Wednesday, November 3, 2021

       Back from traveling, I ask a question:  do you listen to opera?  Not everybody does, and not everyone enjoys it.  Some operas, however, are worth listening to.  I say this because a few weeks ago the world of opera remembered the birthday of Gioachini Rossini, the famous Italian composer of the Enlightenment and Romantic Era. You may have heard of some of Rossini's works, such as the Barber of Seville (a delightful comedy) and William Tell (a dramatic presentation of the life of William Tell, one of the people who, legend has it, helped birth modern Switzerland).

     Interestingly, Rossini's break with musical tradition, particularly in opera, represented yet another picture of the way that his predecessors, including Mozart and Handel, had already broke open musical possibility. Steeped in the Romantic tradition, Rossini was able to infuse his music with emotions the West had not yet seen.

*DATA SUPPLIED*
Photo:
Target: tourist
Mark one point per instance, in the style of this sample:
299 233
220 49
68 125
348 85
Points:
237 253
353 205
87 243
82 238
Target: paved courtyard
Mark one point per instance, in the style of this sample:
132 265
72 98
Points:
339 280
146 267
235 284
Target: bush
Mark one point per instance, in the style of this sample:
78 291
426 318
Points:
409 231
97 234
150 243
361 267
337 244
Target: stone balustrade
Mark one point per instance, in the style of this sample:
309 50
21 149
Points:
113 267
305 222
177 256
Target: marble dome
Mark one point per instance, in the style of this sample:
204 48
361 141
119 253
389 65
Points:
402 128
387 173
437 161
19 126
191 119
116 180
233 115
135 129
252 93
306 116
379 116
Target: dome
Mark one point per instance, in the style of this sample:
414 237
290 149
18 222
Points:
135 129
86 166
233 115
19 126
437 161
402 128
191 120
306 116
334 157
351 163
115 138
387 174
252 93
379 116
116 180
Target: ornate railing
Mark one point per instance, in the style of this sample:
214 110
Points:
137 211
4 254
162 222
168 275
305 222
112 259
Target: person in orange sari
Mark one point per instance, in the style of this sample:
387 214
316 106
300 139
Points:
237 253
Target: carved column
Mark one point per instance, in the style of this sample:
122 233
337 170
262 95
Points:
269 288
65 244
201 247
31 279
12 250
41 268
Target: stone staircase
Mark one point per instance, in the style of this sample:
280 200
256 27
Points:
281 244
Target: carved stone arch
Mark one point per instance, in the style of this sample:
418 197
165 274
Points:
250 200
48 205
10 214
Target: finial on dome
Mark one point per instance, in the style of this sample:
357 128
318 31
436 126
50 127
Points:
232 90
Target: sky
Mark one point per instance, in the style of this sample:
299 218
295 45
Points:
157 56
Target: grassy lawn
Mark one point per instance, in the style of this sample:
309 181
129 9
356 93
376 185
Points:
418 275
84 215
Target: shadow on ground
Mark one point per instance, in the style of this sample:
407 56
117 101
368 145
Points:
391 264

*PROBLEMS AND TASKS*
a) From the post on Rossini, repeat the passage that begins at the words "Back from traveling, I" and stops after "birth modern Switzerland).".
b) Which two predecessors of Rossini does the post on Rossini mention by name?
The listing is not used anywhere in this exercise.

*ANSWERS TO THE PROBLEMS*
a)
Back from traveling, I ask a question:  do you listen to opera?  Not everybody does, and not everyone enjoys it.  Some operas, however, are worth listening to.  I say this because a few weeks ago the world of opera remembered the birthday of Gioachini Rossini, the famous Italian composer of the Enlightenment and Romantic Era. You may have heard of some of Rossini's works, such as the Barber of Seville (a delightful comedy) and William Tell (a dramatic presentation of the life of William Tell, one of the people who, legend has it, helped birth modern Switzerland).

b) Mozart and Handel.